Interview de Cédric Van Styvendael
28 avril 2019Cédric Van Styvendael,
responsable de la mission Accueillir à Villeurbanne
Pour quelles raisons avez-vous accepté cette mission ?
Dans mes fonctions, je suis confronté quotidiennement à ce sujet. Quand le maire me confie cette mission, j’espère faire passer l’idée d’une ville à capacité variable, qui peut absorber des arrivées avec beaucoup plus d’occupations temporaires. Il n’est pas possible de voir plus de 1 500 personnes à la rue tous les soirs alors que cette métropole possède des bâtiments inoccupés en capacité d’accueillir et des dents creuses(1) où l’on pourrait installer de l’habitat modulaire… Pas question de sanctuariser 3 000 places mais d’optimiser l’existant. Je vais donc fortement porter cette proposition du jury citoyen. Le travail de ce dernier montre que donner aux gens un sujet, des règles du jeu claires et un timing resserré produit des idées très concrètes. Ce sont des perspectives d’avenir sur une forme de démocratie citoyenne renouvelée. Enfin, ce qui m’a fait accepter la mission rejoint une conviction profonde : cette ville doit continuer à avoir une politique pour les plus modestes, ceux qui ont eu des parcours migratoires compliqués, sans rentrer dans un discours de peur et de repli dans un moment politique d’une grande violence, où on a du mal à se dire que nous pouvons vivre ensemble et nous faire confiance, sans naïveté.

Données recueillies
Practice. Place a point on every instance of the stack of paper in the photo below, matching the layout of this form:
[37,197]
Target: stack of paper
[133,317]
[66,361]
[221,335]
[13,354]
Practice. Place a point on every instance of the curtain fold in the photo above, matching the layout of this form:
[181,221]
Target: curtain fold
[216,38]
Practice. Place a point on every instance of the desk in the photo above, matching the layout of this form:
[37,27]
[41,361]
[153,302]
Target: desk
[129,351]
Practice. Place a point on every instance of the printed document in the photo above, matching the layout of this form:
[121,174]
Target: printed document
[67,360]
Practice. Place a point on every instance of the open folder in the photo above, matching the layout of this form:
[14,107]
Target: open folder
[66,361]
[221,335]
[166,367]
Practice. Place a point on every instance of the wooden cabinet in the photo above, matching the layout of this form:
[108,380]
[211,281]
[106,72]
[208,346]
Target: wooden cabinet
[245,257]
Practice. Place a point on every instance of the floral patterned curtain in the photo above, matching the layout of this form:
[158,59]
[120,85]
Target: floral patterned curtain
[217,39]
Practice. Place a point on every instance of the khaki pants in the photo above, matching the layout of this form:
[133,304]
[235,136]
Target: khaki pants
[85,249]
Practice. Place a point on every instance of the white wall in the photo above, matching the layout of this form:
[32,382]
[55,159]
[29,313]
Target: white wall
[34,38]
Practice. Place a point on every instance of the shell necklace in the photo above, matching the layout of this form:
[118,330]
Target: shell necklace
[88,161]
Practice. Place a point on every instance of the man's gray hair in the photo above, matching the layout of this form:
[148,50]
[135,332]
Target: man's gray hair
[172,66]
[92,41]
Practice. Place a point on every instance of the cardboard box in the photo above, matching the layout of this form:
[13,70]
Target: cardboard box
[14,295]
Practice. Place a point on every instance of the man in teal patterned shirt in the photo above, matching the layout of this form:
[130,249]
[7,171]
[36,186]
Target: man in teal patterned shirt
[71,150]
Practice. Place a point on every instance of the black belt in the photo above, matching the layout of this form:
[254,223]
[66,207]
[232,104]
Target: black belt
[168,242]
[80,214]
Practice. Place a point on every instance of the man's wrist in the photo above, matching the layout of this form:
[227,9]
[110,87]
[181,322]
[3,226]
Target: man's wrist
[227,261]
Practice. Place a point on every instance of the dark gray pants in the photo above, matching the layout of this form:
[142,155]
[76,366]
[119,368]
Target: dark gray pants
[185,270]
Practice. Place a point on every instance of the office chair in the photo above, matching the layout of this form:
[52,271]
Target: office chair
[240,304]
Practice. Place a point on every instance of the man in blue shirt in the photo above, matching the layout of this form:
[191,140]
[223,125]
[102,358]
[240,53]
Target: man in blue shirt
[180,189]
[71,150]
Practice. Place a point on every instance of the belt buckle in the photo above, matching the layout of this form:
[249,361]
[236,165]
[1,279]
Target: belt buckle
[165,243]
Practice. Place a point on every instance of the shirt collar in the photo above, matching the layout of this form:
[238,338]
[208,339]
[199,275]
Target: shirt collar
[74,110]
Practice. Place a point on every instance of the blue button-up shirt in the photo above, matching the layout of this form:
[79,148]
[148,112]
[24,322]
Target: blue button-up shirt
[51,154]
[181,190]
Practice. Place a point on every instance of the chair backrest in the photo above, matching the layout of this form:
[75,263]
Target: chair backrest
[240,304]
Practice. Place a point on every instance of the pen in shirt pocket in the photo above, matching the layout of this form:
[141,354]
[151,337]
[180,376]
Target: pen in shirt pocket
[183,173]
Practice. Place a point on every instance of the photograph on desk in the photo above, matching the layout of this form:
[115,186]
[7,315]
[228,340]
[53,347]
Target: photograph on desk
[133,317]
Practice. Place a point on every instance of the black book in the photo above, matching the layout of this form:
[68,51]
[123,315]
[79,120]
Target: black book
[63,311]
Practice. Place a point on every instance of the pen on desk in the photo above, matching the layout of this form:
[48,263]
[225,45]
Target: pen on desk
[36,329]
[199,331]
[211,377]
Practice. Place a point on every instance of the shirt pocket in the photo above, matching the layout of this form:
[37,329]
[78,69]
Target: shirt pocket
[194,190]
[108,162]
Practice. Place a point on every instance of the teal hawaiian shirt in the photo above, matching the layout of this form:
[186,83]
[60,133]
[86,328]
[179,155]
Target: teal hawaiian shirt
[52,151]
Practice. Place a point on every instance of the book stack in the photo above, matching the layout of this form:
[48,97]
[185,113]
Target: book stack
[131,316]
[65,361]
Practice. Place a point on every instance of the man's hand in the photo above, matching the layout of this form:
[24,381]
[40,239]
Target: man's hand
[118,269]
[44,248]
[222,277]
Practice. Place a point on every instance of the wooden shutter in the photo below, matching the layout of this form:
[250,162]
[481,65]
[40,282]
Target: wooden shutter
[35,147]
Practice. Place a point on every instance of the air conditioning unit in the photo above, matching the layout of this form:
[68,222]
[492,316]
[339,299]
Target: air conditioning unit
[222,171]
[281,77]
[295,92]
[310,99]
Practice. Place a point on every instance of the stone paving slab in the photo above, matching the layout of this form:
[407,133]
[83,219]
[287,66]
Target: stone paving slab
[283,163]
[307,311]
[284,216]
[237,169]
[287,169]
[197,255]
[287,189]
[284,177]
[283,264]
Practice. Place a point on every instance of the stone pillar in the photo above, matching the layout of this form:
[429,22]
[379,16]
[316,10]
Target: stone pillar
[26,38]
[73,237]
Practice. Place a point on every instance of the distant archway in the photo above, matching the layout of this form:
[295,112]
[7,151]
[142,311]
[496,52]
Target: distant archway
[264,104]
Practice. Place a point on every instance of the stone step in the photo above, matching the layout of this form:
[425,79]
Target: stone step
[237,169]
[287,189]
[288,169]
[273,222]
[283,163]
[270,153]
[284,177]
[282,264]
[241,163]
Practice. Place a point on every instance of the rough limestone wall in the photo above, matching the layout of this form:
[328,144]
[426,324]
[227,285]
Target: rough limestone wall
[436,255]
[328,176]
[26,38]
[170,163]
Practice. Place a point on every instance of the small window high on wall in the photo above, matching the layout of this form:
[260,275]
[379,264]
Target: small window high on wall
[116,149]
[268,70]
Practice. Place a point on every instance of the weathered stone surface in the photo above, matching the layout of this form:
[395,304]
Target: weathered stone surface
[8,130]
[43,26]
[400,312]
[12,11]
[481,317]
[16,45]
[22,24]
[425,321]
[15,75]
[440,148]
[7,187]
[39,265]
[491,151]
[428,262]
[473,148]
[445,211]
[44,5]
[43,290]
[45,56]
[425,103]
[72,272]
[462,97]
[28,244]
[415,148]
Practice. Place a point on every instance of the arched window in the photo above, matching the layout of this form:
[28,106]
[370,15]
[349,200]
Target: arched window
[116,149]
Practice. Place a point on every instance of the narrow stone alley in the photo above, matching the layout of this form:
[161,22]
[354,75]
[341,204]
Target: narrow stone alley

ÉNONCÉ:
Dans l'interview sur la mission Accueillir, combien de personnes sont à la rue chaque soir dans la métropole ?

RÉSULTAT:
Plus de 1 500 personnes.